◆ **SOURCE**:
········

Unaware that Oedipus killed their king, or that he is the son of that king, the people of Thebes offer him the vacant throne and marriage to the king’s widow Jocasta. So Oedipus unwittingly marries his mother after killing his father. The play Oedipus the King opens with a plague in Thebes and Oedipus’ search for the reason. The prophet Tireseas is forced to reveal his knowledge, which is that the gods are punishing Thebes for the stain of association with Oedipus, the stain of his unwitting crimes.

Oedipus suspects Jocasta’s brother, Creon, of a arranging the story as part of a conspiracy to take power. In this respect the play deals with the danger of a ruler who is given great power for good reasons, but becomes abusive and paranoiac in his use of that power. Oedipus’ further investigations lead to the confirmation of the story from Tireseas that he had rejected. Jocasta commits suicide and Oedipus goes into exile after blinding himself. In this way, the play suggests that tyranny is self-destructive as well as destructive of the state over which it is exercised. It also suggests the need to expel a ruler who threatens both the welfare of the city and restraints on his power. 

Oedipus at Colonus deals with the exile of Oedipus, in which he is protected by the king of Athens from persecution by Creon who has now taken power. As with Aeschylus, we see that Attic tragedy defends the role of Athens as ‘educator of Greece’ (a saying attributed to Pericles as explained in the post before the last one), even while having a critique of power.

Oedipus dies in a way that suggests he is close to the gods, and we can see another layer in the story of the tyrant. As a monster of some kind, Oedipus belongs outside the city state and when he is outside the city, he is in touch with a justice superior to that of the city, which belongs to human communities before state imposed laws. The divine power associated with such laws is, however, dangerous when associated with individual power using the organised violence of the state.

It is Antigone that is usually most associated with ideas of liberty, but I hope that remarks on the two other plays show how they have many ideas about the nature of law and liberty, and the dangers posed by political power. Antigone is the story of Oedipus’ daughter of that name and her resistance to the tyrannical tendencies of Creon.

Her brothers Polyneices and Eteocles had struggled for control of Thebes, ending in the death of both as Poyneices attacks the city, when it is held by Eteocles. Creon decrees that Polyneices cannot be buried with proper ritual and his body should be left outside the city for the wild animals to eat. This was an appalling prospect for ancient Greeks, and the desire for soldiers to avoid such a fate is a major theme of Homer’s Iliad.

Antigone insists on mourning her brother and attending to his corpse in the normal manner. Her defiance of Creon leads to Creon imprisoning  her in a tomb, where she commits suicide. The violence with which he imposes his will leads to the suicide of Antigone’s fiancé who is the son of Creon and then the suicide of Creon’s wife.

In the end Creon learns to accept the advice of Tireseas, the prophet persecuted by Oedipus, and to moderate his insistence on pushing his powers to the extreme. Antigone is the heroine of the customary, and even divine, law of Greece which precedes the edicts of tyrants like Creon, so can be seen as the defender of justice against laws based on political power rather than on the basic principles of human justice, what is often referred to since Aristotle as natural law.

There are questions about how far the original audience would have seen Antigone as a character to be admired though. The society was intensely patriarchal and women defying the authority of men was a horrifying prospect. Perhaps the dramatic context provided an opportunity to push at the limits of the ideas normal to audience, maybe it just allowed them to think that one of the dangers of bad government is that it produces mad dangerous woman, and the play does portray Antigone as unhealthily obsessed with death.

········

◆ **WHAT YOU WILL DO**:
Repeat word for word the stretch of the passage on the Theban plays from "It is Antigone that is" through "tendencies of Creon.".

········

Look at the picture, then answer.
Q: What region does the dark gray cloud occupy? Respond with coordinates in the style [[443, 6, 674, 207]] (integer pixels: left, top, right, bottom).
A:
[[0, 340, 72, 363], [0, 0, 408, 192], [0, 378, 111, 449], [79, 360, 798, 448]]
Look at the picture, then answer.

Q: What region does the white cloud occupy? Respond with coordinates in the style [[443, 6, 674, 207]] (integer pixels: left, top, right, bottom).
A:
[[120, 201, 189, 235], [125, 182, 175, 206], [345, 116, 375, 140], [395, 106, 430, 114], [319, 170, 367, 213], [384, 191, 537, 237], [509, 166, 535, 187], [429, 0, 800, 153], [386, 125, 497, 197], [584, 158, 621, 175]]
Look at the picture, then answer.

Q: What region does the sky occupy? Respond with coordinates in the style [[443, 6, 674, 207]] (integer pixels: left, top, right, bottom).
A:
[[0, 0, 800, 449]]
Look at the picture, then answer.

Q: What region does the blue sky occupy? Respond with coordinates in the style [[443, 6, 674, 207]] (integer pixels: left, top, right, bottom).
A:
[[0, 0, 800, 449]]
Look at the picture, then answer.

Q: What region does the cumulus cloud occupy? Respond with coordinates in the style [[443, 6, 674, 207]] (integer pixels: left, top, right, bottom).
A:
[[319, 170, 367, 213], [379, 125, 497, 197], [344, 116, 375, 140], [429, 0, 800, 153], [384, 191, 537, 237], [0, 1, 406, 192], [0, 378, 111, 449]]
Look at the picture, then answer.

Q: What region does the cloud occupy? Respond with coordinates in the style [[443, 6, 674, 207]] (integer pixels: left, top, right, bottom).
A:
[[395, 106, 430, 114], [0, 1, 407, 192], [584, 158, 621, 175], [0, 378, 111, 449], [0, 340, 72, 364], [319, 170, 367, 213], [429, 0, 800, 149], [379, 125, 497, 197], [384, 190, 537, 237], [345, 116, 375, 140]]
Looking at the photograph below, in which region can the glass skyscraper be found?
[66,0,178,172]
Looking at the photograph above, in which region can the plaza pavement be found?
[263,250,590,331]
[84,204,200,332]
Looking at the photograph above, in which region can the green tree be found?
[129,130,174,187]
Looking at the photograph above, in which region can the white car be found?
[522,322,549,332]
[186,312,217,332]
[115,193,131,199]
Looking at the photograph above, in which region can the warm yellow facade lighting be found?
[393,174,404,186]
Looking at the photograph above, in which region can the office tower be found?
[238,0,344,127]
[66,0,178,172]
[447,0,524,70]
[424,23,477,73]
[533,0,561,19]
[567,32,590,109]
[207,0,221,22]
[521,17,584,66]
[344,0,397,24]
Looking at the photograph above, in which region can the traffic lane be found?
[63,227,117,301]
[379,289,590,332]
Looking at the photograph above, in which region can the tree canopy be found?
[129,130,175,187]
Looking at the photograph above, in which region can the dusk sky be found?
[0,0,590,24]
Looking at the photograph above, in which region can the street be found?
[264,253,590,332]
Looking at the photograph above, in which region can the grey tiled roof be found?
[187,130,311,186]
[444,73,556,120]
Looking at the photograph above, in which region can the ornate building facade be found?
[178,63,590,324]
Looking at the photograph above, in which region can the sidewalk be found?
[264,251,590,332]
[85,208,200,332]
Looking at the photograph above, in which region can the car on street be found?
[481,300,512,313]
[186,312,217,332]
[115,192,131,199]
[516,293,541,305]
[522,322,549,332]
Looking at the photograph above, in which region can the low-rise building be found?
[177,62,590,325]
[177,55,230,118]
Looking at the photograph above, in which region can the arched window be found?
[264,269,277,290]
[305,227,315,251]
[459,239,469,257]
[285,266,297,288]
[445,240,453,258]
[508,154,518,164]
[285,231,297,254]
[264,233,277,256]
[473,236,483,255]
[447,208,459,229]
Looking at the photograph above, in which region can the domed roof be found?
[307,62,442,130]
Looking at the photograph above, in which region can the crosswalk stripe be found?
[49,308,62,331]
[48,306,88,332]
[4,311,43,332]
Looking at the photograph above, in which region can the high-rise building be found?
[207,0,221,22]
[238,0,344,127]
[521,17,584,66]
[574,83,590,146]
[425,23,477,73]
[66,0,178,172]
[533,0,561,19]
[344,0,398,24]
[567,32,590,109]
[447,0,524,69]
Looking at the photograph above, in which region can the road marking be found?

········

◆ **EXERCISE SOLUTION**:
It is Antigone that is usually most associated with ideas of liberty, but I hope that remarks on the two other plays show how they have many ideas about the nature of law and liberty, and the dangers posed by political power. Antigone is the story of Oedipus’ daughter of that name and her resistance to the tyrannical tendencies of Creon.